### Exercise brief
Show each line below that contains the word "mountain", copying those lines unchanged.
--- BEGIN ---
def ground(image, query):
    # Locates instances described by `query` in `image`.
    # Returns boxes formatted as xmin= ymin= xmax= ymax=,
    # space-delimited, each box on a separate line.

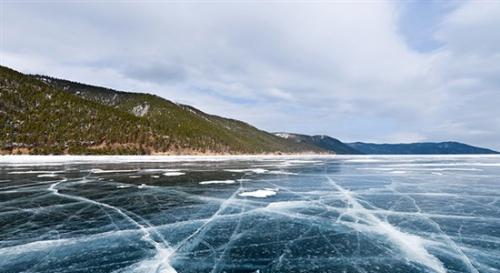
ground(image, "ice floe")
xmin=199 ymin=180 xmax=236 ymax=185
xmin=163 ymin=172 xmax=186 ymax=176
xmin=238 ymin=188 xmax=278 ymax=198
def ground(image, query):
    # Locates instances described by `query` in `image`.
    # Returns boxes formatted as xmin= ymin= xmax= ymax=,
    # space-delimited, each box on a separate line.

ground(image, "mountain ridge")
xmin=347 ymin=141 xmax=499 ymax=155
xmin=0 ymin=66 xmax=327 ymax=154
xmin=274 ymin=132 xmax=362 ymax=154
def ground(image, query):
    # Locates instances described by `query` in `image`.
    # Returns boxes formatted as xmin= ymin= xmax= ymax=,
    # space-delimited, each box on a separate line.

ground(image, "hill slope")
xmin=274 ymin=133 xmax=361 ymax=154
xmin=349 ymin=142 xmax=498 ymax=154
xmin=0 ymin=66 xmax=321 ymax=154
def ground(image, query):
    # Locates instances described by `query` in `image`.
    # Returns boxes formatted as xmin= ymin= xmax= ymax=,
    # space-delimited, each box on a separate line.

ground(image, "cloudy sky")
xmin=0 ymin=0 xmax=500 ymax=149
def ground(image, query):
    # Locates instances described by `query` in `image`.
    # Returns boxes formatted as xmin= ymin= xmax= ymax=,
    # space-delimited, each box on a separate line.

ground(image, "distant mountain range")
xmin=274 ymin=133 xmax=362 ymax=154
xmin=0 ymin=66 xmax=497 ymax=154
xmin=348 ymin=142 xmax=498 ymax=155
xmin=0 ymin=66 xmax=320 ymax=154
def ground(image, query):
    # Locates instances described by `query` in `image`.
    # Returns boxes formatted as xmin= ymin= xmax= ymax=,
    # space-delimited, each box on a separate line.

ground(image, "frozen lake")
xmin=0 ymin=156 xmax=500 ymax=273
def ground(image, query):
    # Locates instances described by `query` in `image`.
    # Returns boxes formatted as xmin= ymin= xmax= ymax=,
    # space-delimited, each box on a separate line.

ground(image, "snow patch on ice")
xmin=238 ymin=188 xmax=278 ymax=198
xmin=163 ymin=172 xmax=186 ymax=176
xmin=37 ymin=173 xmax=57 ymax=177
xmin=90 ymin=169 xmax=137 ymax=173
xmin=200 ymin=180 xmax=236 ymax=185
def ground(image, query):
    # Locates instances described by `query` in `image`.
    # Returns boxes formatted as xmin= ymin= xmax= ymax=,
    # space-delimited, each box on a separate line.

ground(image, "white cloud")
--- END ---
### Exercise solution
ground(image, "mountain ridge")
ground(image, "distant mountain range")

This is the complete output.